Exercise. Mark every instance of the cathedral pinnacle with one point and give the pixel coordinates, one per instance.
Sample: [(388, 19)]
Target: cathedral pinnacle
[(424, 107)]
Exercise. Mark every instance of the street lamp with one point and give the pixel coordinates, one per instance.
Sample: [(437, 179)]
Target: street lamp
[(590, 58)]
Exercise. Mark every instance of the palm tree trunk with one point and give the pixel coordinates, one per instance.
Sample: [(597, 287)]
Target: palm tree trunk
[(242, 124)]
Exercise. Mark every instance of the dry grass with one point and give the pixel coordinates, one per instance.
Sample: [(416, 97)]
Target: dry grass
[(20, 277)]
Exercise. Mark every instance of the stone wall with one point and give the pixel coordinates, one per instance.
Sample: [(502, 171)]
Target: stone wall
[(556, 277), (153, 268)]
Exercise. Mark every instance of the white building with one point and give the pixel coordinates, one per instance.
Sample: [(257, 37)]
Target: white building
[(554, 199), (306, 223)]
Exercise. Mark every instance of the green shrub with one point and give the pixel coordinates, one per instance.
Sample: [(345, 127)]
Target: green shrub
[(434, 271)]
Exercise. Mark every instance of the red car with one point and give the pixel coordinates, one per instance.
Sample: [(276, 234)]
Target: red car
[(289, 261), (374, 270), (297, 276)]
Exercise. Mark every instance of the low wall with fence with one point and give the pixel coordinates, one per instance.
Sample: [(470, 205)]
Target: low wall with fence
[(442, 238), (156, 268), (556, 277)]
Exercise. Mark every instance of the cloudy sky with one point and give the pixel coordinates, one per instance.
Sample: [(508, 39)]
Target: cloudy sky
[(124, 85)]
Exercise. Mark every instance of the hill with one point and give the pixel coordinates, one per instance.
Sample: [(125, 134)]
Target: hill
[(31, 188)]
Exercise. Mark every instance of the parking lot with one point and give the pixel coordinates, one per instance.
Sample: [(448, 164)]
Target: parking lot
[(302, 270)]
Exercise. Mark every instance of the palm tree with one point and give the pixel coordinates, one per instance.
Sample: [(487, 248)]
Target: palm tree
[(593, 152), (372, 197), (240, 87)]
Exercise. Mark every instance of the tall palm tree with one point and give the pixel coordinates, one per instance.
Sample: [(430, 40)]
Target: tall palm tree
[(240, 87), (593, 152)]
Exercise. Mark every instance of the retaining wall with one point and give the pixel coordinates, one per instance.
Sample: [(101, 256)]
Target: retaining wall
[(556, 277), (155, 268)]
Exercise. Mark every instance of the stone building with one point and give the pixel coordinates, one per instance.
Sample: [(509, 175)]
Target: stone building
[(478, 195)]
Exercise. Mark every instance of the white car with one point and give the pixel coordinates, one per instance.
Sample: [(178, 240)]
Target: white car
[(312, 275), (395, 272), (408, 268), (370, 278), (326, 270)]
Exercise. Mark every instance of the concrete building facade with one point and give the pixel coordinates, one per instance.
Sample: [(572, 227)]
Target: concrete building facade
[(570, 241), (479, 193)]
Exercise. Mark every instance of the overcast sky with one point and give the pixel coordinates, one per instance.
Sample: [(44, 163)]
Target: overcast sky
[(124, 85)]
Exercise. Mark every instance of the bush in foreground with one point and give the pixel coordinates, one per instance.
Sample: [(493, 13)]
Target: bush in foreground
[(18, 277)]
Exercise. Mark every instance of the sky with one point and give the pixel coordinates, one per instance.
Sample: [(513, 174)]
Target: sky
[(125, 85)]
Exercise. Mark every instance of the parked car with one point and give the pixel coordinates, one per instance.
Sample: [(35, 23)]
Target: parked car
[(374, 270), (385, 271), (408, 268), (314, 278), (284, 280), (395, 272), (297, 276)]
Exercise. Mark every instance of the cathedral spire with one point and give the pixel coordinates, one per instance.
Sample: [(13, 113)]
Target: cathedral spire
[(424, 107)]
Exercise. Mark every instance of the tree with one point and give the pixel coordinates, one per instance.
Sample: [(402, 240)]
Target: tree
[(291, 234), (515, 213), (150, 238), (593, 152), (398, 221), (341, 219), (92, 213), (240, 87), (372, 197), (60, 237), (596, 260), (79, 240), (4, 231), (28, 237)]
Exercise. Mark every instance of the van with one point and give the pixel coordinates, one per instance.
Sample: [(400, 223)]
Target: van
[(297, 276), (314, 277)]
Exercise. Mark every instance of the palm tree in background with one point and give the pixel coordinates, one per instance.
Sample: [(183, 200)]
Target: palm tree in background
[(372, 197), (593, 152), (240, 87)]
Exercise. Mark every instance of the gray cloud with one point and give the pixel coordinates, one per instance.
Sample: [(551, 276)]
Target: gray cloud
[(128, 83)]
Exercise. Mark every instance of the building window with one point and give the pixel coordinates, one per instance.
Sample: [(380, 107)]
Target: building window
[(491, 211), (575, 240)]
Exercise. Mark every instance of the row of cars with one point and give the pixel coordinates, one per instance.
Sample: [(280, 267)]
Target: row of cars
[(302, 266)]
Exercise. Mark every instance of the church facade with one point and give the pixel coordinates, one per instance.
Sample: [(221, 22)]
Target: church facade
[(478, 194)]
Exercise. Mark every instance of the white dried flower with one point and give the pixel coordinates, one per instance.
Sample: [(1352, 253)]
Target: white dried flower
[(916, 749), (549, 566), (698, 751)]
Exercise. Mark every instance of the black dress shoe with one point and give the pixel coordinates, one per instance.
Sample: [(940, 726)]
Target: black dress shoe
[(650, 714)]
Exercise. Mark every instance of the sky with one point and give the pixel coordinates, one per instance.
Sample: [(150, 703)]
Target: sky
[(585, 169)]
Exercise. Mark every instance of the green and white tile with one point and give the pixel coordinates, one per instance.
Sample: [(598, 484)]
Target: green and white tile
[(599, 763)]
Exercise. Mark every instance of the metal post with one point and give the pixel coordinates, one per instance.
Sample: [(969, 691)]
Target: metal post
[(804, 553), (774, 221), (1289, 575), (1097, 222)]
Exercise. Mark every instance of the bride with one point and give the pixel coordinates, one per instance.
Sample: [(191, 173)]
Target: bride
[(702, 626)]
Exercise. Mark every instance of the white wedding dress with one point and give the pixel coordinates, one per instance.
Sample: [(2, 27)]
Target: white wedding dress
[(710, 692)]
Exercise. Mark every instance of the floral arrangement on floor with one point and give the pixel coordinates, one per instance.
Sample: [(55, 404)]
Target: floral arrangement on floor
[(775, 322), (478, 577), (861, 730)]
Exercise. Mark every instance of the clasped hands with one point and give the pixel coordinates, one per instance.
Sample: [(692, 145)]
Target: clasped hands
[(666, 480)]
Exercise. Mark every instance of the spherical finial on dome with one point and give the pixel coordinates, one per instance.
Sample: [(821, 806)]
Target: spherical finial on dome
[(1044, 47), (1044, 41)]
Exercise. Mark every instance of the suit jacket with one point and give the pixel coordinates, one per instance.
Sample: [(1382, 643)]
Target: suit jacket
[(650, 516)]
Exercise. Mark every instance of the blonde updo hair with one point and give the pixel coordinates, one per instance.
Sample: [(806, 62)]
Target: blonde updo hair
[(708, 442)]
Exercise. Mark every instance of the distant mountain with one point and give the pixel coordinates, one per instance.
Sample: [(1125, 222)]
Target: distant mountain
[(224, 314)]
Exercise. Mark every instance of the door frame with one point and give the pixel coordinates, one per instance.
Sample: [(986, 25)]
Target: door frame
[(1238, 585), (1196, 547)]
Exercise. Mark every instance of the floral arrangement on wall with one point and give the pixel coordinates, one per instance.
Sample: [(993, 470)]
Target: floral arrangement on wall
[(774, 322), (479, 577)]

_ _ _ _ _

■ EXERCISE TASK:
Rewrite all the records above with every "Target" changed to "Object", leaving everything else unchanged.

■ SOLUTION TO THIS PROBLEM:
Exercise. Mark every instance of the cathedral pinnacle with one point and give the pixel coordinates, one per instance.
Sample: [(388, 19)]
Object: cathedral pinnacle
[(424, 107)]
Exercise. Mark every instance of the street lamp with one point and give the pixel coordinates, one per instance.
Sample: [(437, 179)]
Object: street lamp
[(590, 58)]
Exercise. Mark every instance of the palm tree trunk with one point and give the pixel coordinates, one per instance.
Sample: [(597, 287)]
Object: palm tree trunk
[(242, 124)]
Exercise. Mark every instance of the dry grass with one point and give the pixel coordinates, one per instance.
Sample: [(416, 97)]
Object: dry grass
[(20, 277)]
Exercise. Mark every instance of the stone wall with one point and give the pixel coordinates, one per instance.
Sample: [(502, 171)]
Object: stone wall
[(556, 277), (153, 268)]
Exercise. Mark every instance of the white building with one point and give the pixel coordinates, one per instance.
Sample: [(257, 37)]
Object: white building
[(554, 199), (306, 223)]
Exercise. Mark every instance of the green shrub with one point and give the pixel coordinates, one per instance.
Sample: [(345, 127)]
Object: green shrub
[(434, 271)]
Exercise. Mark every instance of the red car with one point and give the pixel coordinates, one per instance.
Sample: [(276, 234)]
Object: red car
[(289, 261), (374, 270), (297, 276)]
Exercise. Mark every instance of the low wall with fence with one point and give the pixel coordinates, one per instance.
Sample: [(470, 205)]
Object: low wall with fence
[(442, 238), (156, 268), (556, 277)]
Exercise. Mark every instance of the cloudy sky with one point and give the pixel coordinates, one per instance.
Sample: [(508, 39)]
Object: cloudy sky
[(124, 85)]
Exercise. Mark every instance of the hill with one point and give the pixel coordinates, one per instance.
Sample: [(125, 134)]
Object: hill
[(31, 188)]
Exercise. Mark every instance of the parking lot with one point and give the pixel coordinates, one per instance.
Sample: [(448, 164)]
Object: parking lot
[(302, 270)]
Exercise. Mark every instance of the palm tree with one point and give the pixel coordinates, one per instance.
Sample: [(487, 248)]
Object: palm tree
[(593, 152), (372, 197), (240, 87)]
Exercise. Mark every instance of the tall palm tree with one point and give the pixel coordinates, one per instance.
Sample: [(430, 40)]
Object: tall palm tree
[(240, 87), (593, 152)]
Exercise. Mark every instance of the retaining wall with one point and give the pixel coordinates, one per instance.
Sample: [(101, 256)]
Object: retaining wall
[(556, 277), (155, 268)]
Exercise. Mark every instance of the stone building with one point and give the pixel coordinates, one per instance.
Sample: [(509, 175)]
Object: stone building
[(478, 195)]
Exercise. Mark every instance of the white car with one point and give the pixel coordinates, one per instance.
Sample: [(178, 240)]
Object: white car
[(312, 275), (395, 272), (408, 268), (370, 278), (326, 270)]
Exercise. Mark every instance of the concrete building facade with one point and give the pixel coordinates, one per instance.
Sample: [(572, 227)]
Object: concrete building facade
[(570, 241), (479, 193)]
Exercise. Mark every instance of the overcast sky with one point and give the pixel coordinates, one per instance.
Sample: [(44, 163)]
Object: overcast sky
[(124, 85)]
Exercise. Mark every instance of the bush in foreground with one point and give the pixel coordinates, one per instance.
Sample: [(493, 13)]
Object: bush in foreground
[(18, 277)]
Exercise. Mark every instance of the sky with one point and give the pixel coordinates, one per instance.
Sample: [(513, 174)]
Object: sky
[(125, 85)]
Exercise. Mark every instance of the parked car with one point and give the pixel coordinates, one per instance.
Sample: [(35, 23)]
Object: parked car
[(374, 270), (385, 271), (408, 268), (314, 278), (284, 280), (395, 272), (297, 276)]
Exercise. Mark every instance of the cathedral spire with one point and give the pixel coordinates, one per instance.
Sample: [(13, 113)]
Object: cathedral spire
[(424, 107)]
Exercise. Mark every instance of the tree with one point and give the pixel coordinates, one per instance.
Sample: [(402, 240)]
Object: tree
[(291, 234), (515, 213), (150, 238), (593, 152), (398, 221), (341, 219), (92, 213), (240, 87), (372, 197), (60, 237), (596, 260), (79, 240), (4, 231), (28, 237)]
Exercise. Mark every instance of the van with one point and give the pixel coordinates, one per instance.
Sample: [(400, 223)]
Object: van
[(297, 276), (314, 277)]
Exercise. Mark every instance of the palm tree in background with one point and give the pixel coordinates, one per instance.
Sample: [(183, 200)]
Object: palm tree in background
[(372, 197), (593, 152), (240, 87)]
Exercise. Mark every instance of the gray cloud with one point and give the pixel coordinates, one per instance.
Sample: [(551, 276)]
Object: gray cloud
[(128, 83)]
Exercise. Mark every instance of the building window with one point and give the pixel coordinates, one per instance.
Sample: [(380, 107)]
Object: building window
[(491, 211), (575, 240)]
Exercise. Mark every instance of the row of cars with one point and give the pixel coordinates, one per instance.
Sample: [(280, 267)]
Object: row of cars
[(302, 266)]
Exercise. Mark every instance of the church facade with one point and give the pixel coordinates, one per instance.
Sample: [(221, 22)]
Object: church facade
[(478, 194)]
Exercise. Mark every instance of the white dried flower with one point and give the pixel coordinates, one per instance.
Sample: [(1352, 253)]
Object: white dried flower
[(916, 749), (549, 566), (698, 751)]
Exercise. Mark every instance of the black dress shoe with one point and give the pixel coordinates, one per instance.
Sample: [(940, 726)]
Object: black dress shoe
[(650, 714)]
Exercise. Mark every instance of the sky with one point and give the pixel coordinates, one per instance.
Sample: [(150, 703)]
Object: sky
[(585, 169)]
Exercise. Mark every instance of the green and white tile with one point and give the pixel coordinates, one per instance.
Sample: [(598, 484)]
Object: green and white tile
[(599, 763)]
Exercise. Mark every instance of the metal post with one point and give the pixel coordinates, one per instance.
Sample: [(969, 691)]
Object: metal post
[(804, 553), (774, 221), (1289, 575), (1097, 222)]
Exercise. Mark every instance of the bride with one point and give the pixel coordinates, one per instance.
Sample: [(191, 173)]
Object: bride
[(702, 626)]
Exercise. Mark every instance of the white wedding dress with one point and give the pixel coordinates, one per instance.
Sample: [(2, 27)]
Object: white wedding dress
[(710, 692)]
Exercise. Mark every instance of the floral arrangement on floor with one point and give the pixel coordinates, one per instance.
Sample: [(55, 404)]
Object: floral arrangement on floor
[(775, 322), (478, 577), (861, 730)]
Exercise. Mark every instance of the clasped hands with one point and give the pixel coordinates, one per instance.
Sample: [(692, 145)]
Object: clasped hands
[(666, 480)]
Exercise. Mark every instance of the spherical finial on dome with one point and give the pixel coordinates, one per instance.
Sample: [(821, 806)]
Object: spherical finial on dome
[(1044, 47), (1044, 41)]
Exercise. Mark every instance of the suit jacket with one point and give the pixel coordinates, one per instance.
Sample: [(1382, 643)]
Object: suit jacket
[(650, 516)]
Exercise. Mark every instance of the blonde updo hair with one point and give the pixel coordinates, one per instance.
Sample: [(806, 62)]
Object: blonde updo hair
[(708, 442)]
Exercise. Mark every instance of the distant mountain with one point and give the pixel coordinates, one per instance.
Sample: [(1125, 222)]
Object: distant mountain
[(224, 314)]
Exercise. Mark every instance of the door frame with one point and give the pixel coordinates, one per instance.
Sample: [(986, 25)]
Object: door frame
[(1238, 585), (1196, 547)]
Exercise. Mark every instance of the floral arrangement on wall with one point and give the pixel coordinates, one per instance.
Sample: [(993, 470)]
Object: floral arrangement on wall
[(774, 322), (479, 577)]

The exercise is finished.